(Data listing)
# # #

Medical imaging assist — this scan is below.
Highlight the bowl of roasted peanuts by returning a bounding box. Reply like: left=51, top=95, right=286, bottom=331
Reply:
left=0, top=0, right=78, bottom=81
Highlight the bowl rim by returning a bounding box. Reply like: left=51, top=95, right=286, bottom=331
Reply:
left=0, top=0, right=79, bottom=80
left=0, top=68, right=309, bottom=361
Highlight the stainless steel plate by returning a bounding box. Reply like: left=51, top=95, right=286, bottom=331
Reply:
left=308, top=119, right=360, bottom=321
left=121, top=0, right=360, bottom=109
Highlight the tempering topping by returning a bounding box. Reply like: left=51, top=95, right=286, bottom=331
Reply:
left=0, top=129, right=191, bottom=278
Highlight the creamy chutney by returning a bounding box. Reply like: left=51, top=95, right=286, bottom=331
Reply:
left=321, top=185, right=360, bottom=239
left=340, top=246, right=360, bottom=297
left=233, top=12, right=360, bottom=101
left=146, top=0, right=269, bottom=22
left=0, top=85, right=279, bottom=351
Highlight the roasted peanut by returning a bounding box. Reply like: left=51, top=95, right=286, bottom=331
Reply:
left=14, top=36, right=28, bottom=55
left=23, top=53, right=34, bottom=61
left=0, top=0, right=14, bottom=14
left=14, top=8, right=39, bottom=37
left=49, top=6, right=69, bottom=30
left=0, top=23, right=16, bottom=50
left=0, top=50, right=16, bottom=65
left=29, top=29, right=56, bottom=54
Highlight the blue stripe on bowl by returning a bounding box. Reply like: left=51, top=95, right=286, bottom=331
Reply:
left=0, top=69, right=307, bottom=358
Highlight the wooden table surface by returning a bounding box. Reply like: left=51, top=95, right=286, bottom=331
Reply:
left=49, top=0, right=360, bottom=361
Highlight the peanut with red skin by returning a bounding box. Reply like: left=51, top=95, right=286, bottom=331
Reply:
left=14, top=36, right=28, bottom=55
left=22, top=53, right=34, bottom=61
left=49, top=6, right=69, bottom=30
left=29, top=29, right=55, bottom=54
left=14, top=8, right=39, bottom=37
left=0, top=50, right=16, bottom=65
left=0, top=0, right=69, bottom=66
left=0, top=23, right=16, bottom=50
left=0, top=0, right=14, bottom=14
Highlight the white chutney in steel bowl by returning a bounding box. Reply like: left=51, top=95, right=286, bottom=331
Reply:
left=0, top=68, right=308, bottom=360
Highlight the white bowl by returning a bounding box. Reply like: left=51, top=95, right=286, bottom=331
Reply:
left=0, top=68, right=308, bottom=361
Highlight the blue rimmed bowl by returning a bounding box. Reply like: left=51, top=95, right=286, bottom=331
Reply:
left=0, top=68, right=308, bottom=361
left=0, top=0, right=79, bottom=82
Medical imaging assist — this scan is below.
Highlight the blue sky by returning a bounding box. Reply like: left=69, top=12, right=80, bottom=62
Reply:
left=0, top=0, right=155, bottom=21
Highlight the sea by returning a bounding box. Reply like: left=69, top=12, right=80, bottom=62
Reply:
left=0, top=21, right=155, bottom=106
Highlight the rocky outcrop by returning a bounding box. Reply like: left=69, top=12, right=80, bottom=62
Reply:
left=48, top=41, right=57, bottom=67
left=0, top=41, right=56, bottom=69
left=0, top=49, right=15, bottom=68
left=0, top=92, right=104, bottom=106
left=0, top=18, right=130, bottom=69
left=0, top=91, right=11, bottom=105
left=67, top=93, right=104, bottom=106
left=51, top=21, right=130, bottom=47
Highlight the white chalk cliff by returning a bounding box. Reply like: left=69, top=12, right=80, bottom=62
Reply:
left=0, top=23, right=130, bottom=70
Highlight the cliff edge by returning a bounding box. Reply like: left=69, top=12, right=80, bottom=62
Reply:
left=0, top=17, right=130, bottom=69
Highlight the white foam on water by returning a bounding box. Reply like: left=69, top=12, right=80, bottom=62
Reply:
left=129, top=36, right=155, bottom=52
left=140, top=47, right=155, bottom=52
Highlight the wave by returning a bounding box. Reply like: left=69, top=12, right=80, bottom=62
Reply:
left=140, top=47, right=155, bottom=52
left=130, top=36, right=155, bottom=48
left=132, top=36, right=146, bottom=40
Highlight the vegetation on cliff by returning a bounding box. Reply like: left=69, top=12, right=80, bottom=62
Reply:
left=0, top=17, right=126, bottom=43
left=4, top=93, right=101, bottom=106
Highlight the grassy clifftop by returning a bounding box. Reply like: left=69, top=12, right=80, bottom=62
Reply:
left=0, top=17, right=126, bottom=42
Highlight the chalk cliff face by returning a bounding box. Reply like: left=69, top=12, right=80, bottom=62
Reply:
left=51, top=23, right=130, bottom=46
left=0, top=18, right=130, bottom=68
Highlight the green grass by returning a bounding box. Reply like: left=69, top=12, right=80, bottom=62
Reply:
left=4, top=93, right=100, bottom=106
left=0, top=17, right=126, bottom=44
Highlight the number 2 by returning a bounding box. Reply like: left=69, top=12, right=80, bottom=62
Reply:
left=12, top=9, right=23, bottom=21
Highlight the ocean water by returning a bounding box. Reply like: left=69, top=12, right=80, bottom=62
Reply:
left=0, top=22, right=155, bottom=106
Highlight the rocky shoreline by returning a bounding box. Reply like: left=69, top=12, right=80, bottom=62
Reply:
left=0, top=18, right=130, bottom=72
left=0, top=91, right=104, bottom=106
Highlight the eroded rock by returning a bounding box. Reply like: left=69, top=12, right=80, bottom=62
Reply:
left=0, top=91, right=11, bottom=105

# # #

> **What to work on**:
Copy every line of the data listing above, keeping each character unchanged.

> **Solution to the exercise**:
Medical imaging assist — this scan is below.
Highlight the bowl of roasted peanuts by returning a bounding box. Reply like: left=51, top=95, right=286, bottom=331
Reply:
left=0, top=0, right=78, bottom=81
Highlight the bowl rim by returning a bounding box. Reply like: left=51, top=95, right=286, bottom=331
Reply:
left=0, top=0, right=79, bottom=80
left=0, top=68, right=309, bottom=361
Highlight the stainless steel plate by returning a bounding box. Reply like: left=51, top=95, right=286, bottom=331
Reply:
left=308, top=119, right=360, bottom=321
left=121, top=0, right=360, bottom=109
Highlight the tempering topping by returning a bounding box. Reply like: left=51, top=95, right=286, bottom=331
Reply:
left=0, top=129, right=191, bottom=278
Highlight the creamy chutney by returning a bounding box. Reply like: left=51, top=95, right=286, bottom=331
Reply:
left=321, top=185, right=360, bottom=239
left=340, top=246, right=360, bottom=297
left=233, top=12, right=360, bottom=101
left=146, top=0, right=269, bottom=22
left=0, top=85, right=279, bottom=351
Highlight the roasted peanut by returning a bounding box. Reply like: left=51, top=95, right=286, bottom=331
Reply:
left=14, top=36, right=28, bottom=55
left=23, top=53, right=34, bottom=61
left=0, top=0, right=14, bottom=14
left=14, top=8, right=39, bottom=37
left=49, top=6, right=69, bottom=30
left=0, top=23, right=16, bottom=50
left=0, top=50, right=16, bottom=65
left=29, top=29, right=56, bottom=54
Highlight the blue stripe on bowl by returning a bounding box. Reply like: left=51, top=95, right=286, bottom=331
Reply:
left=0, top=69, right=307, bottom=358
Highlight the wooden table surface by returning a bounding box. Reply like: left=51, top=95, right=286, bottom=331
Reply:
left=49, top=0, right=360, bottom=361
Highlight the peanut with red skin by returning a bounding box. Reply like: left=51, top=95, right=286, bottom=331
Reply:
left=14, top=36, right=28, bottom=55
left=22, top=53, right=34, bottom=61
left=49, top=6, right=69, bottom=30
left=29, top=29, right=55, bottom=54
left=14, top=8, right=39, bottom=37
left=0, top=50, right=16, bottom=65
left=0, top=0, right=69, bottom=66
left=0, top=23, right=16, bottom=50
left=0, top=0, right=14, bottom=14
Highlight the white chutney in steel bowl by returning a bounding box. Reply like: left=51, top=95, right=286, bottom=331
Reply:
left=0, top=68, right=308, bottom=360
Highlight the white bowl by returning a bounding box. Reply like: left=51, top=95, right=286, bottom=331
Reply:
left=0, top=68, right=308, bottom=361
Highlight the blue rimmed bowl by returning a bounding box. Reply like: left=51, top=95, right=286, bottom=331
Reply:
left=0, top=68, right=308, bottom=361
left=0, top=0, right=79, bottom=82
Medical imaging assist — this scan is below.
Highlight the blue sky by returning a bounding box. Reply like: left=69, top=12, right=80, bottom=62
Reply:
left=0, top=0, right=155, bottom=21
Highlight the sea by returning a bounding box. Reply like: left=69, top=12, right=80, bottom=62
Reply:
left=0, top=21, right=155, bottom=106
Highlight the rocky outcrop by returning a bounding box. Reply like: left=69, top=12, right=80, bottom=62
Reply:
left=48, top=41, right=57, bottom=67
left=0, top=41, right=56, bottom=69
left=0, top=49, right=15, bottom=68
left=0, top=92, right=104, bottom=106
left=0, top=18, right=130, bottom=69
left=0, top=91, right=11, bottom=105
left=67, top=93, right=104, bottom=106
left=51, top=21, right=130, bottom=47
Highlight the white chalk cliff by returning a bounding box. Reply like: left=69, top=12, right=80, bottom=62
Reply:
left=0, top=23, right=130, bottom=70
Highlight the cliff edge by returning a bounding box. Reply like: left=69, top=12, right=80, bottom=62
Reply:
left=0, top=17, right=130, bottom=69
Highlight the white foam on water by returning a bounding box. Reply like: left=69, top=12, right=80, bottom=62
Reply:
left=129, top=36, right=155, bottom=52
left=140, top=47, right=155, bottom=52
Highlight the wave by returning a bounding box. Reply like: left=69, top=12, right=80, bottom=62
Reply:
left=140, top=47, right=155, bottom=52
left=130, top=36, right=155, bottom=48
left=132, top=36, right=146, bottom=40
Highlight the vegetation on cliff by returning a bounding box. Reply like: left=69, top=12, right=80, bottom=62
Reply:
left=0, top=17, right=126, bottom=43
left=4, top=93, right=101, bottom=106
Highlight the grassy clifftop by returning a bounding box. Reply like: left=69, top=12, right=80, bottom=62
Reply:
left=0, top=17, right=126, bottom=42
Highlight the chalk cliff face by returning a bounding box. Reply like: left=69, top=12, right=80, bottom=62
Reply:
left=51, top=23, right=130, bottom=46
left=0, top=18, right=130, bottom=68
Highlight the green grass by returning a bounding box. Reply like: left=69, top=12, right=80, bottom=62
Reply:
left=4, top=93, right=100, bottom=106
left=0, top=17, right=126, bottom=44
Highlight the number 2 by returning a bounding box. Reply like: left=69, top=12, right=80, bottom=62
Reply:
left=12, top=9, right=23, bottom=21
Highlight the ocean water by returning a bounding box. Reply like: left=69, top=12, right=80, bottom=62
Reply:
left=0, top=22, right=155, bottom=106
Highlight the rocky shoreline by returning a bounding box. Reply like: left=69, top=12, right=80, bottom=62
Reply:
left=0, top=18, right=130, bottom=72
left=0, top=91, right=104, bottom=106
Highlight the eroded rock by returning a bounding box. Reply like: left=69, top=12, right=80, bottom=62
Reply:
left=0, top=91, right=11, bottom=105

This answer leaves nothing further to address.